- _WHAT THE EXERCISE ASKS_: In the data below, retype exactly the line that contains "Query: beige wall" and every line after it, through the last.

Stored data entries

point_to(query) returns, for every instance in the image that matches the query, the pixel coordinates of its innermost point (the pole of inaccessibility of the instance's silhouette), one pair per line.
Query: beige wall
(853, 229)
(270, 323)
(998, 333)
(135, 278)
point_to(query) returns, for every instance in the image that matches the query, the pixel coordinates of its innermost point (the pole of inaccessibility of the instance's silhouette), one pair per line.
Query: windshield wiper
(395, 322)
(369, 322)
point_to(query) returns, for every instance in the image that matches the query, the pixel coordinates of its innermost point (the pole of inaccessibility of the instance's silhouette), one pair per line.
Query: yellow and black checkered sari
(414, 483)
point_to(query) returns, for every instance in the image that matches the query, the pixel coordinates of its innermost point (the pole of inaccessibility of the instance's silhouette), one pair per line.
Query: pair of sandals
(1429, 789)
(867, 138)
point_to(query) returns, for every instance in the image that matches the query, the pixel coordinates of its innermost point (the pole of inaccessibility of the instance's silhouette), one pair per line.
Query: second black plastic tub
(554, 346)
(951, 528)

- _THE COMPLETED TASK_:
Query: beige wall
(853, 229)
(270, 323)
(998, 333)
(135, 278)
point_to(query) returns, for every instance in the image that matches the query, the pixel coordinates of its innermost point (the pole of inaccessibility of the instance's silhouette), one pair per line.
Query: windshield wiper
(395, 322)
(369, 322)
point_to(query) returns, for every instance in the image that matches the query, the pixel coordinates of its innermost point (the pole of inaccessibility of the instance's silhouette), one pair per line.
Query: yellow and black checkered sari
(414, 483)
point_to(query) returns, for every instance in the image that matches the query, the pixel coordinates of its innermost point (the pole of inaccessibility of the instance's silhouette), one pair per line.
Query: pair of sandals
(1429, 789)
(867, 138)
point_to(query) returns, for every instance in the image that matches the query, the pixel coordinates of its innermost point (the pole of inaccessibility of the instance's silhouette), one pair per line.
Query: second black plastic tub
(554, 346)
(951, 528)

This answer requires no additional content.